ASSIGNED TASK: State only how many lines in the listing contain the string "door".

START PROVIDED RECORDS

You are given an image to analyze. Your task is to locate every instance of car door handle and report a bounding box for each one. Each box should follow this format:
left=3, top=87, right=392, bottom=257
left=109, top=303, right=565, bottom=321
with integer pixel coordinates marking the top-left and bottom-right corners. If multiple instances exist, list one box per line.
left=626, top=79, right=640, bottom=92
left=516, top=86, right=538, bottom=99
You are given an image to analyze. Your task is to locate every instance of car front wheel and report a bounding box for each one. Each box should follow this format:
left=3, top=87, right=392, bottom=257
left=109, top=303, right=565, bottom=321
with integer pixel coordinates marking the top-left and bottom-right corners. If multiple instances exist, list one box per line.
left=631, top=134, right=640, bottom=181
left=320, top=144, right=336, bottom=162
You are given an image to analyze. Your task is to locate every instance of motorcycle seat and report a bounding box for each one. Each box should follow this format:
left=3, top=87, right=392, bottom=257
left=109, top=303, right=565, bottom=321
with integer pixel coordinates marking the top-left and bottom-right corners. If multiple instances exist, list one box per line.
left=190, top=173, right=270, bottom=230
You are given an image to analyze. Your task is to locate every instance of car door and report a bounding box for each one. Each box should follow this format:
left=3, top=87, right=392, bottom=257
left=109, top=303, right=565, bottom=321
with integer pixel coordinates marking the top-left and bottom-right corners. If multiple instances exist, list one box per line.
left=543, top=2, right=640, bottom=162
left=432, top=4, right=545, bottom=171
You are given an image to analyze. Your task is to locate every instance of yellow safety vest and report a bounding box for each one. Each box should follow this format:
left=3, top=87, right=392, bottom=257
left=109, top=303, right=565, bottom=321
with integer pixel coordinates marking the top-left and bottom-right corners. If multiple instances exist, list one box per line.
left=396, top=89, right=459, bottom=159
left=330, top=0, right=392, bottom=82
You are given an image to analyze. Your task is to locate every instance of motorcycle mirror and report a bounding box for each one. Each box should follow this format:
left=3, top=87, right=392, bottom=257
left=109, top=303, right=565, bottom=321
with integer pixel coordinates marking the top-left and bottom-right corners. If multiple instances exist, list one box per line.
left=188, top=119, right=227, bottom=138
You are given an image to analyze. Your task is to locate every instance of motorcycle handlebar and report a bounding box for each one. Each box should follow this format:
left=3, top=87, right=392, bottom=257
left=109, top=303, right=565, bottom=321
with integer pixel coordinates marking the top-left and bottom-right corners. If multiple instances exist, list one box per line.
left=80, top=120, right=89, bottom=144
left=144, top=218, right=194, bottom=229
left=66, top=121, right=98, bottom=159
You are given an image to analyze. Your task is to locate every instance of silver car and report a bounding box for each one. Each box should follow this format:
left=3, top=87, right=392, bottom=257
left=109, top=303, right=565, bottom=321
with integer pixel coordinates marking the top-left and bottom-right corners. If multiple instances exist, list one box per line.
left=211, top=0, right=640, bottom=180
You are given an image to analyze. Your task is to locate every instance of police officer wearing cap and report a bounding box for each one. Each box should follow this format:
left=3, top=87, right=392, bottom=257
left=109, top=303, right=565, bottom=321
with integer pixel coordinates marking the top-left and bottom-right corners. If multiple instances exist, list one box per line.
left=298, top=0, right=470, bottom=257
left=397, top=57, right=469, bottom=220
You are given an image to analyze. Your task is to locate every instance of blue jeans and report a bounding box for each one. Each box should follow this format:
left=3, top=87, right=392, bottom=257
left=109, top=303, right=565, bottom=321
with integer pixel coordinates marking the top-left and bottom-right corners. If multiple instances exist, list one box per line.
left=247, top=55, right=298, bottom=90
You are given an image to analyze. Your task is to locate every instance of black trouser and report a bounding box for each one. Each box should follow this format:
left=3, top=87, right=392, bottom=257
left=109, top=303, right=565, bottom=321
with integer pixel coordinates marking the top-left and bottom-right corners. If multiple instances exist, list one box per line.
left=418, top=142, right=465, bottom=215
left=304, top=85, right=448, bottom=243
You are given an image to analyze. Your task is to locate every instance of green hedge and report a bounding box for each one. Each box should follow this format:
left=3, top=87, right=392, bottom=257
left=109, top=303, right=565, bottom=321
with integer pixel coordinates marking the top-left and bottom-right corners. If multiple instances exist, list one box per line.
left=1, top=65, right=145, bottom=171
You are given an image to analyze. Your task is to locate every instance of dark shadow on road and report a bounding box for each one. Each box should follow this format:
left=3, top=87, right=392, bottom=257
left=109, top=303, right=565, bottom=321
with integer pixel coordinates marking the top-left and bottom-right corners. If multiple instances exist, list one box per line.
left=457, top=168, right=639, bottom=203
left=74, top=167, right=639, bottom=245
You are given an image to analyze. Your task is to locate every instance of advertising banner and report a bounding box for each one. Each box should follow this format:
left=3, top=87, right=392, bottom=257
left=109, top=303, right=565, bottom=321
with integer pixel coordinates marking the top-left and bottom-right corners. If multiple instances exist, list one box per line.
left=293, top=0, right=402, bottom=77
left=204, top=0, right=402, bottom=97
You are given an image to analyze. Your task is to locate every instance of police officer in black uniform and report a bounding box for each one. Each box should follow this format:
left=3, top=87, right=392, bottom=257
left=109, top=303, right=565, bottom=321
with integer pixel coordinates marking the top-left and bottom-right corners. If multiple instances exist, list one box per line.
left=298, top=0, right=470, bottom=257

END PROVIDED RECORDS
START PROVIDED RECORDS

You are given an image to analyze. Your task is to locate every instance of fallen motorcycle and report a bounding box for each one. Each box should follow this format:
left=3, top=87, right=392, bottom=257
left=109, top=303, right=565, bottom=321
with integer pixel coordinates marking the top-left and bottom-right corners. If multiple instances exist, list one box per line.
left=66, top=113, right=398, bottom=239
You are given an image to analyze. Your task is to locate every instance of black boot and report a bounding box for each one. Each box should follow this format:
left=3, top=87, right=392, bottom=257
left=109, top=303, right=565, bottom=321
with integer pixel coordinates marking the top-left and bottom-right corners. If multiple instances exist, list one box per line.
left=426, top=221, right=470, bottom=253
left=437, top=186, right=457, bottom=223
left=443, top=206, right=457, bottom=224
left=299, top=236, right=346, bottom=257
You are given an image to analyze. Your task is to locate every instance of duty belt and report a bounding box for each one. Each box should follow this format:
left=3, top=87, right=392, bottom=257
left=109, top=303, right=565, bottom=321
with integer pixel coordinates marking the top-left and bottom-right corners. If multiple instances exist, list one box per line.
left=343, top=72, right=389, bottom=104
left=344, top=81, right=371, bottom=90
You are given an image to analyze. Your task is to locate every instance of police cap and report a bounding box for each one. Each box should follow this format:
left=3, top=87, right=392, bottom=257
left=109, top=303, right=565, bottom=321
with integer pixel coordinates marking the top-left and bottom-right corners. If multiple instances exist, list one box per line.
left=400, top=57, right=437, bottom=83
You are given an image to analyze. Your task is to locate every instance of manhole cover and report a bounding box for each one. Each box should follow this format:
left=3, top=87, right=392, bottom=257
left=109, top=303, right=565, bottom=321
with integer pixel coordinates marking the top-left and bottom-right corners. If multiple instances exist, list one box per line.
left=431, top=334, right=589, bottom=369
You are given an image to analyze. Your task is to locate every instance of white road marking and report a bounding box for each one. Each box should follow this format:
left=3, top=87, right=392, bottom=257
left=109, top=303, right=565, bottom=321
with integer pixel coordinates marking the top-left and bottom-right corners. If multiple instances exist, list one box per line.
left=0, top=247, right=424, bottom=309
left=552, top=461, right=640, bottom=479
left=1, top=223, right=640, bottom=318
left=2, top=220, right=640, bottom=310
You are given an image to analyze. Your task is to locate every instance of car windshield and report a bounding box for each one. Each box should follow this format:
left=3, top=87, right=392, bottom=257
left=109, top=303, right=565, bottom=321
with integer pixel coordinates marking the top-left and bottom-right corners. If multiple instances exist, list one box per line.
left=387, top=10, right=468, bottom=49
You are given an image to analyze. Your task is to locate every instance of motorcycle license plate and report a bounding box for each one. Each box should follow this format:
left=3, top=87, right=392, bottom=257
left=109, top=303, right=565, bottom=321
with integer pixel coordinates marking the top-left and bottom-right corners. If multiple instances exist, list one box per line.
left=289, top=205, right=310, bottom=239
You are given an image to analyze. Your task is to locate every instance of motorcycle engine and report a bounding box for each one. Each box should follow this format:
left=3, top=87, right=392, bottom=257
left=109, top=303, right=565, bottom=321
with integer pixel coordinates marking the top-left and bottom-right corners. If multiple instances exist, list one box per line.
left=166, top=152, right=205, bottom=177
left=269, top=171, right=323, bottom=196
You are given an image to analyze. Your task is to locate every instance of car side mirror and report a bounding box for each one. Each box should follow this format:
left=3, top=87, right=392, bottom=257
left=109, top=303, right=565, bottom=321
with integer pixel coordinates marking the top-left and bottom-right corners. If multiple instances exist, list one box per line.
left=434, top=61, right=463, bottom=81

END PROVIDED RECORDS

SOLUTION BELOW: 2